Pertanto, il suo contenuto resta sempre necessariamente esposto alla prova contraria e alla verifica ad opera dell'Amministrazione, verifica che è doverosa, prima di procedere all'emanazione del provvedimento finale, in caso di elementi dubbi o contestati.
Il TAR dichiarava improcedibile il ricorso principale e respingeva i connessi motivi aggiunti proposti dall'attuale appellante per l'annullamento dei provvedimenti adottati dal Comune, concernenti la demolizione di opere abusive. L'appellante ricorre dinanzi al Consiglio di Stato ribadendo la tesi secondo cui i manufatti oggetto di ordinanza di demolizione erano stati realizzati in epoca anteriore all'entrata in vigore della Legge urbanistica n. 1150/1942.

++++

§ **Istruzioni dell'esercizio**
[a] Riassumi in due frasi l'estratto sulla demolizione di opere abusive.
[b] Trascrivi dall'estratto sulla demolizione di opere abusive il passo compreso tra "Pertanto, il suo" e "urbanistica n. 1150/1942.", estremi inclusi.
I dati riportati più avanti non hanno alcun ruolo in questo esercizio.

§ **Dati del dataset di puntamento**
++++

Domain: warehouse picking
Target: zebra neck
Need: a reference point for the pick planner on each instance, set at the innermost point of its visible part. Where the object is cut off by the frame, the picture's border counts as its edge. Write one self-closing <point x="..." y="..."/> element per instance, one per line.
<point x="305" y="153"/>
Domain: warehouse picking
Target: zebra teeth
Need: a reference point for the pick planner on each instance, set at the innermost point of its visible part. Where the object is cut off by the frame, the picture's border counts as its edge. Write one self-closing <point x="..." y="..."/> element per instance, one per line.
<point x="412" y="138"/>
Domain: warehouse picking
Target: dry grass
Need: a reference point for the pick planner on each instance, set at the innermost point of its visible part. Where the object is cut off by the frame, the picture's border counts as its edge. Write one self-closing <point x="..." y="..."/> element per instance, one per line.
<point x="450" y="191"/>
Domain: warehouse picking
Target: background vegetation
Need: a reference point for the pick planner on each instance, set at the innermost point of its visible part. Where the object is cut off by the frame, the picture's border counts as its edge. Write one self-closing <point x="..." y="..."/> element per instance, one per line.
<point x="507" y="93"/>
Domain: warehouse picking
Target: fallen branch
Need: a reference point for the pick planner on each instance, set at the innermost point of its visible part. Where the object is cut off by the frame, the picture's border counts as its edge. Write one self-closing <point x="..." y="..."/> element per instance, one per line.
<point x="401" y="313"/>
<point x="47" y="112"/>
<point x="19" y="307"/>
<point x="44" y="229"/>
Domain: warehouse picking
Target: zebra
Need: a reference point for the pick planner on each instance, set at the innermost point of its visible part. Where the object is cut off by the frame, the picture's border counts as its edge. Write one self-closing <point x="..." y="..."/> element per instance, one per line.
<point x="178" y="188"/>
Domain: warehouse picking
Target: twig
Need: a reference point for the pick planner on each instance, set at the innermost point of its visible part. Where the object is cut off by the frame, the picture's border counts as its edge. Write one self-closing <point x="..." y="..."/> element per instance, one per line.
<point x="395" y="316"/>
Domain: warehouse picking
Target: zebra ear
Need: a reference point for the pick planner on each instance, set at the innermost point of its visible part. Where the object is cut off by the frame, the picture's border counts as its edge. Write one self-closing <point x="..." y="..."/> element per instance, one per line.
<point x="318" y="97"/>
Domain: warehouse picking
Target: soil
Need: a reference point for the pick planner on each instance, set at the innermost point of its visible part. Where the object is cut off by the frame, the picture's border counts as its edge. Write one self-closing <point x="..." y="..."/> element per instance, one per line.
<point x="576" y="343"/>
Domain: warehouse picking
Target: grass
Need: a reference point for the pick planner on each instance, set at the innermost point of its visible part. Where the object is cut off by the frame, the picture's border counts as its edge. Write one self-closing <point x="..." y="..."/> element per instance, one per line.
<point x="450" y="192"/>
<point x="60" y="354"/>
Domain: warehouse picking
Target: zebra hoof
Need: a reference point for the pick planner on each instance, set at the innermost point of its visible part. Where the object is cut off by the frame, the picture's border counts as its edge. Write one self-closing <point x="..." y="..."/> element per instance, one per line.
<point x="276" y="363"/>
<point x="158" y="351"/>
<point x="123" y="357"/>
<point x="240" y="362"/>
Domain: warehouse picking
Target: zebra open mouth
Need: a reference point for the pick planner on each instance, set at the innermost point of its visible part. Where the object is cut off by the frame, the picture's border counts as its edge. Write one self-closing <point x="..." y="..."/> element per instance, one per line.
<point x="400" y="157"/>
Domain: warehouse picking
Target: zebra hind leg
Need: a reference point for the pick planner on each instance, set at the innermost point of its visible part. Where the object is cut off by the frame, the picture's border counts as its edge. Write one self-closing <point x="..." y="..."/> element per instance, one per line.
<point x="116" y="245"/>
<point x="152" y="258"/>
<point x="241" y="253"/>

++++

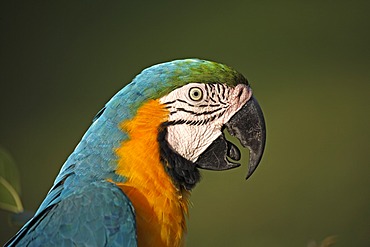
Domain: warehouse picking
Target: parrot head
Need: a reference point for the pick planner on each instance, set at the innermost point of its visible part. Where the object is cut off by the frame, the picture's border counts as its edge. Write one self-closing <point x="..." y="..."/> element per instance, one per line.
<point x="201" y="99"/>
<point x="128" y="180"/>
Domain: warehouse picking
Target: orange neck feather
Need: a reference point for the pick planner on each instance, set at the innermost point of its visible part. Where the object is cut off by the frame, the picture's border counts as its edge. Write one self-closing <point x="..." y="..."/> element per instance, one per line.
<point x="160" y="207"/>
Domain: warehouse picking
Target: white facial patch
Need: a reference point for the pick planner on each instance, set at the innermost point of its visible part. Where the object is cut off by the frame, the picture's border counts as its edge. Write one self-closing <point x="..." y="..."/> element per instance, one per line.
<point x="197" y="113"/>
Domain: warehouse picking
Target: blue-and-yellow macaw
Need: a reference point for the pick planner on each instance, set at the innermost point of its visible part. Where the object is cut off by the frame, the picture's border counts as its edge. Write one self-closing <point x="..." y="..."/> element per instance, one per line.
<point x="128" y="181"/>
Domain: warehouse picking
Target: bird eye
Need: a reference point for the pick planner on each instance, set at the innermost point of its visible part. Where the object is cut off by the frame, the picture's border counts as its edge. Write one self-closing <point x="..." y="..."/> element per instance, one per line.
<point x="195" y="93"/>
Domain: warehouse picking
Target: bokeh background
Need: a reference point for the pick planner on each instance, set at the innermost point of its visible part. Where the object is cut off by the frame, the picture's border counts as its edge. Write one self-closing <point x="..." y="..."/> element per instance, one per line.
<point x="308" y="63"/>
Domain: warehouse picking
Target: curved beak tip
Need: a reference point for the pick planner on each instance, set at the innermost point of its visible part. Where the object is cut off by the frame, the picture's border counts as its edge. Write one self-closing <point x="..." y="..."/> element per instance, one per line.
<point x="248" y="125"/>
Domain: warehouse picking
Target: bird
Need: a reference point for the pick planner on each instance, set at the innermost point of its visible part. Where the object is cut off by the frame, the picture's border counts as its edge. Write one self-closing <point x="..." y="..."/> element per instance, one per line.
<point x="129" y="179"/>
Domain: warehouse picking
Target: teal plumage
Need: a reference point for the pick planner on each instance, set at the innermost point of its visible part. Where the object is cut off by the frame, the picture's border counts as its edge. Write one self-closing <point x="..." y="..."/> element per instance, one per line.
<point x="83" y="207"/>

++++

§ **Risposte per compito**
[a] Il TAR ha dichiarato improcedibile il ricorso principale e ha respinto i motivi aggiunti con cui l'attuale appellante chiedeva l'annullamento dei provvedimenti del Comune sulla demolizione di opere abusive. L'appellante si è rivolto al Consiglio di Stato sostenendo che i manufatti colpiti dall'ordinanza di demolizione erano stati realizzati prima dell'entrata in vigore della Legge urbanistica n. 1150/1942.

[b]
Pertanto, il suo contenuto resta sempre necessariamente esposto alla prova contraria e alla verifica ad opera dell'Amministrazione, verifica che è doverosa, prima di procedere all'emanazione del provvedimento finale, in caso di elementi dubbi o contestati.
Il TAR dichiarava improcedibile il ricorso principale e respingeva i connessi motivi aggiunti proposti dall'attuale appellante per l'annullamento dei provvedimenti adottati dal Comune, concernenti la demolizione di opere abusive. L'appellante ricorre dinanzi al Consiglio di Stato ribadendo la tesi secondo cui i manufatti oggetto di ordinanza di demolizione erano stati realizzati in epoca anteriore all'entrata in vigore della Legge urbanistica n. 1150/1942.